> **Description of the task**: The result should consist solely of the line containing "Exercise. Mark the white rock" and the lines that follow it below, each reproduced exactly, the last line included.

+ + + + + + +

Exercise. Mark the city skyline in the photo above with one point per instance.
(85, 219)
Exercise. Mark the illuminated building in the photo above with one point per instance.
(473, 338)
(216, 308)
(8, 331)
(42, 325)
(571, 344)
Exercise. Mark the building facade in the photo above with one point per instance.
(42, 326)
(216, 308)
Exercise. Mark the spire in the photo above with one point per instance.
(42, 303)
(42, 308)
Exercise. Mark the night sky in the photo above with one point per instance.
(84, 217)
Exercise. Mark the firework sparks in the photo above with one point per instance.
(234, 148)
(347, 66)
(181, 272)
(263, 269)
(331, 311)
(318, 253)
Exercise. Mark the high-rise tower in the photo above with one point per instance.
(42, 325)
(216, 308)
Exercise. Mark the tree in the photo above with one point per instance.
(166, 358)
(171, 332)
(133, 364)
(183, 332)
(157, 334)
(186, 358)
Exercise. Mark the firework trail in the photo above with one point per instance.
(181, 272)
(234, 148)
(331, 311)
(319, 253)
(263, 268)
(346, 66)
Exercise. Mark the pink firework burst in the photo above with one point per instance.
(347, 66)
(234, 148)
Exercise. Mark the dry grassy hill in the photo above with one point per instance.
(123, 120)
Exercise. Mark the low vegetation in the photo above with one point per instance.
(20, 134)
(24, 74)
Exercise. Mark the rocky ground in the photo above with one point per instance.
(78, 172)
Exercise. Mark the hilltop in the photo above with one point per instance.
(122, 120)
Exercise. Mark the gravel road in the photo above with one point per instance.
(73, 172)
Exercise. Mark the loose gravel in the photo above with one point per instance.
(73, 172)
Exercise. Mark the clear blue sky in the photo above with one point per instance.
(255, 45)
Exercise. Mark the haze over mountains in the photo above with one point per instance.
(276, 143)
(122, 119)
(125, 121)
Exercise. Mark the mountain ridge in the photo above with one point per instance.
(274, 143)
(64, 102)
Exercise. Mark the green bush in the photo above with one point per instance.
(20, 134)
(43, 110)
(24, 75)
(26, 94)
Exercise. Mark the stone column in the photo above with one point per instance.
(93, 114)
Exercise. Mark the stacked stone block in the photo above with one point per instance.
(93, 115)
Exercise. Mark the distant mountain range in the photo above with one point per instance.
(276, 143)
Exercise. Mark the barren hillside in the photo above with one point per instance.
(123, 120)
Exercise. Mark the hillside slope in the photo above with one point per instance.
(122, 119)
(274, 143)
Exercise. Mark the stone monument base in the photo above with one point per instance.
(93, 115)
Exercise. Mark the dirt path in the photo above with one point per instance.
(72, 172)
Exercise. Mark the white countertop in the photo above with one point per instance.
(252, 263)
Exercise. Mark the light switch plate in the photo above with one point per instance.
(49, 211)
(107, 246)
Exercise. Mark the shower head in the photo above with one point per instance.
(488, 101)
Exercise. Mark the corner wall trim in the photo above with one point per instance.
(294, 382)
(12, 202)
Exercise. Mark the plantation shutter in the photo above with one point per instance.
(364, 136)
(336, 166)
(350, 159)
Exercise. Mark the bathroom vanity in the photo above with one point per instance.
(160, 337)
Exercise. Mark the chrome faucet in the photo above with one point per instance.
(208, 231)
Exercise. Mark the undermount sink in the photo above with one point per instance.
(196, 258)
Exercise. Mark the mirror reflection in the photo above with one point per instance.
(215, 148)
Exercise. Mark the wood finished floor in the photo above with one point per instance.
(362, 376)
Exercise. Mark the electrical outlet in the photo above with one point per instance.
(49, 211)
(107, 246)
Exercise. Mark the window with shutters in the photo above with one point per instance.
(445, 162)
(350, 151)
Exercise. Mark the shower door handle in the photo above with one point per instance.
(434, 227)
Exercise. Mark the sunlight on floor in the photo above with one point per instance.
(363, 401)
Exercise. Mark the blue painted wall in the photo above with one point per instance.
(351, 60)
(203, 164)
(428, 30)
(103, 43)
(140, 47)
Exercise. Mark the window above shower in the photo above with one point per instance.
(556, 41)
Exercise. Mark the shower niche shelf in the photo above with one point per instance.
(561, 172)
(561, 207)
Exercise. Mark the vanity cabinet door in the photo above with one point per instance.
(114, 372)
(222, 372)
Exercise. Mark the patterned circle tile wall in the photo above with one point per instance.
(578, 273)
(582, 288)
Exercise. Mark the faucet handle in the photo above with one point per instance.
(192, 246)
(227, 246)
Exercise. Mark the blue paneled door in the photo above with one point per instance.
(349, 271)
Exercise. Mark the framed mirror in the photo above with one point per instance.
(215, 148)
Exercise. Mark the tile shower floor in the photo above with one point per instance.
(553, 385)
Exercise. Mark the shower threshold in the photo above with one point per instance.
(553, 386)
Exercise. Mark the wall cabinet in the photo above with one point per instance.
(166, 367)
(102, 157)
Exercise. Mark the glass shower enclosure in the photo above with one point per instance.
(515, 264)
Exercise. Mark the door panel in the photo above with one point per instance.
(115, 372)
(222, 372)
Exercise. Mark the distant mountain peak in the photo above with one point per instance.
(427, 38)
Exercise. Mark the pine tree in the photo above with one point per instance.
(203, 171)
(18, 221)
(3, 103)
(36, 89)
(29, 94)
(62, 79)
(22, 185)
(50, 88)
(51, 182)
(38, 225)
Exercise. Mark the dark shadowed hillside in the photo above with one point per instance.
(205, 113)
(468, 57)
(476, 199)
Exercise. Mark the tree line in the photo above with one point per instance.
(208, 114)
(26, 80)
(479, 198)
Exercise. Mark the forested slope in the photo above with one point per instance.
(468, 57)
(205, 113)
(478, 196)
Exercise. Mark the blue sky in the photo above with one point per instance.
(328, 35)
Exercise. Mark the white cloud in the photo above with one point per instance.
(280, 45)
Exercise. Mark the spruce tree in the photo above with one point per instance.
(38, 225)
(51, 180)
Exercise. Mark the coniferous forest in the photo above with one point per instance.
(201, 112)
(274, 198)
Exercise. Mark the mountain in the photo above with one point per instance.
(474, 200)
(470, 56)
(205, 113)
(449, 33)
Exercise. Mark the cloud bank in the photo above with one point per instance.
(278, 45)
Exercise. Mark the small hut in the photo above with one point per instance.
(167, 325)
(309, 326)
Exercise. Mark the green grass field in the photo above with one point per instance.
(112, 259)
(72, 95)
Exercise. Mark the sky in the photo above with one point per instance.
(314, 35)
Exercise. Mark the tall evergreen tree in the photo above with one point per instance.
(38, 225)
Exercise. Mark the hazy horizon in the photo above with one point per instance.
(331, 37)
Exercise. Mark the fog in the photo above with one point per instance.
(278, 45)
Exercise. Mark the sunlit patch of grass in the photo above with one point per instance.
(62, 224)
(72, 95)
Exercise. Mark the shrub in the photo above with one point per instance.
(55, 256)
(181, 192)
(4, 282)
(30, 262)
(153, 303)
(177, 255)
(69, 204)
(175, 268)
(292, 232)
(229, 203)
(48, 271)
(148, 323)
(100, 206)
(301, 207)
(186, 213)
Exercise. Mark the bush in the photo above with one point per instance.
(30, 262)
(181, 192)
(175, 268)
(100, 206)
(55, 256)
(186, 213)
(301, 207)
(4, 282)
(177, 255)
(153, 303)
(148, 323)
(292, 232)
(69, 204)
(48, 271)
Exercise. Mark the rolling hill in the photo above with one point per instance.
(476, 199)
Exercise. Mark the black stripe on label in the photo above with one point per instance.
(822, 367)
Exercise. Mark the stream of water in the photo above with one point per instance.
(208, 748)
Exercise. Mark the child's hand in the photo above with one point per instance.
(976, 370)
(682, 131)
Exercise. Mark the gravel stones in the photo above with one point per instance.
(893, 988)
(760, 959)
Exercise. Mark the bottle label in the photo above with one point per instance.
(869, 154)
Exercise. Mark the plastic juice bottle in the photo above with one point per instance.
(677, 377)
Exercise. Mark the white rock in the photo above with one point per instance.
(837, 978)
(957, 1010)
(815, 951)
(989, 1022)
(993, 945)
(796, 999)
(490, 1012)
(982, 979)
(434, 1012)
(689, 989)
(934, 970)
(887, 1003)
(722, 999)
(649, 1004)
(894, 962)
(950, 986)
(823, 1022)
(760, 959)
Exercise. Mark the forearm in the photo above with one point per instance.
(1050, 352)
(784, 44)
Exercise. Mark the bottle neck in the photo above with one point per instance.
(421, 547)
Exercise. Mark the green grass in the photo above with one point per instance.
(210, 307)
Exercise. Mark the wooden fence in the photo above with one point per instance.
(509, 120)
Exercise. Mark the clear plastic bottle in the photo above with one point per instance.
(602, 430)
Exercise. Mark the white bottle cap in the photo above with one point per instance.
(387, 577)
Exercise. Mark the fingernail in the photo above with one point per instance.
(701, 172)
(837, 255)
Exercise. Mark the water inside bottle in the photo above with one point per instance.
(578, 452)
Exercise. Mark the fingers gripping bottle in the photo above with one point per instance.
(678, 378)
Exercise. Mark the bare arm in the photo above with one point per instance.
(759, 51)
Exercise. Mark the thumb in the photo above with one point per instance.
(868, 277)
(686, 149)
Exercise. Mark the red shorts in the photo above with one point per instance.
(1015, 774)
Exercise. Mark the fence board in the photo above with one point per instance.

+ + + + + + +

> **Reply**:
Exercise. Mark the white rock in the photo above with one point per instance.
(837, 978)
(957, 1010)
(815, 951)
(989, 1022)
(993, 945)
(796, 999)
(490, 1012)
(982, 979)
(434, 1012)
(689, 989)
(934, 970)
(887, 1003)
(722, 999)
(649, 1004)
(894, 962)
(950, 986)
(823, 1022)
(760, 959)
Exercise. Mark the forearm in the photo above with one point per instance.
(1050, 352)
(784, 44)
Exercise. Mark the bottle neck in the photo above with one point per instance.
(421, 547)
Exercise. Mark the green grass in the photo above with one point per instance.
(210, 307)
Exercise. Mark the wooden fence in the photo above with one point per instance.
(509, 120)
Exercise. Mark the clear plastic bottle in the photo above with one point per instance.
(602, 430)
Exercise. Mark the white bottle cap in the photo above with one point per instance.
(387, 577)
Exercise. Mark the fingernail in the photo above with one point per instance.
(701, 172)
(837, 255)
Exercise. Mark the water inside bottle in the photo above with one point per instance.
(578, 452)
Exercise. Mark the fingers gripping bottle in the photo above with one point per instance.
(678, 378)
Exercise. Mark the bare arm in the photo above with one point per instance.
(759, 51)
Exercise. Mark the thumb in the photo above with one point per instance.
(868, 277)
(686, 149)
Exercise. Mark the red shorts in the photo above with one point per instance.
(1015, 774)
Exercise. Mark the fence board in the photo above with one point per instance.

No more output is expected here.